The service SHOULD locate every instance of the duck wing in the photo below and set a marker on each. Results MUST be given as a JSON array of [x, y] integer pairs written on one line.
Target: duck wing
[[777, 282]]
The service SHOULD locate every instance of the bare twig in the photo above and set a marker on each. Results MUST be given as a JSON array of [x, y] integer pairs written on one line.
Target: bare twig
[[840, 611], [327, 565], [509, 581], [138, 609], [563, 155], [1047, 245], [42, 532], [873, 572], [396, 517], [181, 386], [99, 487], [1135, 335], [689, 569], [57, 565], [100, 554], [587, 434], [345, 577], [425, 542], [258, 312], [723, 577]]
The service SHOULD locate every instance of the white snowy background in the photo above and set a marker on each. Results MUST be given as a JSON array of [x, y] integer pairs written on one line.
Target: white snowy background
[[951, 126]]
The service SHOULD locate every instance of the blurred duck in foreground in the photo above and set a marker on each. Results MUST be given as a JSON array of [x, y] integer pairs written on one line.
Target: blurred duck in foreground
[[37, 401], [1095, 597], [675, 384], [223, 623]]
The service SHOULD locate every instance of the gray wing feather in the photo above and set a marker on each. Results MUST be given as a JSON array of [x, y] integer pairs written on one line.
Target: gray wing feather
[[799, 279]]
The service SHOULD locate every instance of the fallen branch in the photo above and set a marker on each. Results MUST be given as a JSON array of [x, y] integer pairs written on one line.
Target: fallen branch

- - -

The task: Every word of the data above should be given again, exactly as it stands.

Exercise response:
The service SHOULD locate every instance of the duck wing in the photo below and set a marker on each. Results MUST be given as a JSON array of [x, y] integer pairs written on one line.
Target: duck wing
[[777, 282]]
The service SHOULD locate every instance of the bare twig in the photo above and set a marker on each. Results MUST be given as a JSON array of [x, y] integer pairs written on one line.
Target: bare twig
[[840, 611], [327, 565], [509, 581], [138, 609], [563, 155], [1047, 245], [42, 532], [873, 572], [396, 517], [181, 386], [99, 487], [1135, 335], [689, 569], [57, 565], [100, 554], [587, 434], [345, 577], [425, 542], [258, 312], [723, 577]]
The service SHOULD locate every instance of the white snowy background in the photo above and set a marker on each. Results MUST be given as a JSON array of [x, y] integer pairs written on one line.
Target: white snowy background
[[951, 126]]
The service SHOULD locate every instance of the blurred duck in foreground in the photo above and set a marker on each. Results MUST be given as a JSON array of [x, y] integer pairs written on one line.
Target: blurred duck in foreground
[[37, 401], [1095, 597], [675, 384], [223, 623]]
The service SHOULD locate every instance of the gray wing feather in the photo above and set a marker on each. Results MUST be given as a JSON array of [x, y] integer pairs written on one line.
Target: gray wing feather
[[799, 279]]
The service SHOULD locate every instance of the fallen branch in the photo above and set a marker on each. Results MUST be given as a JSON array of [x, y] integer pairs written on one line.
Target: fallen branch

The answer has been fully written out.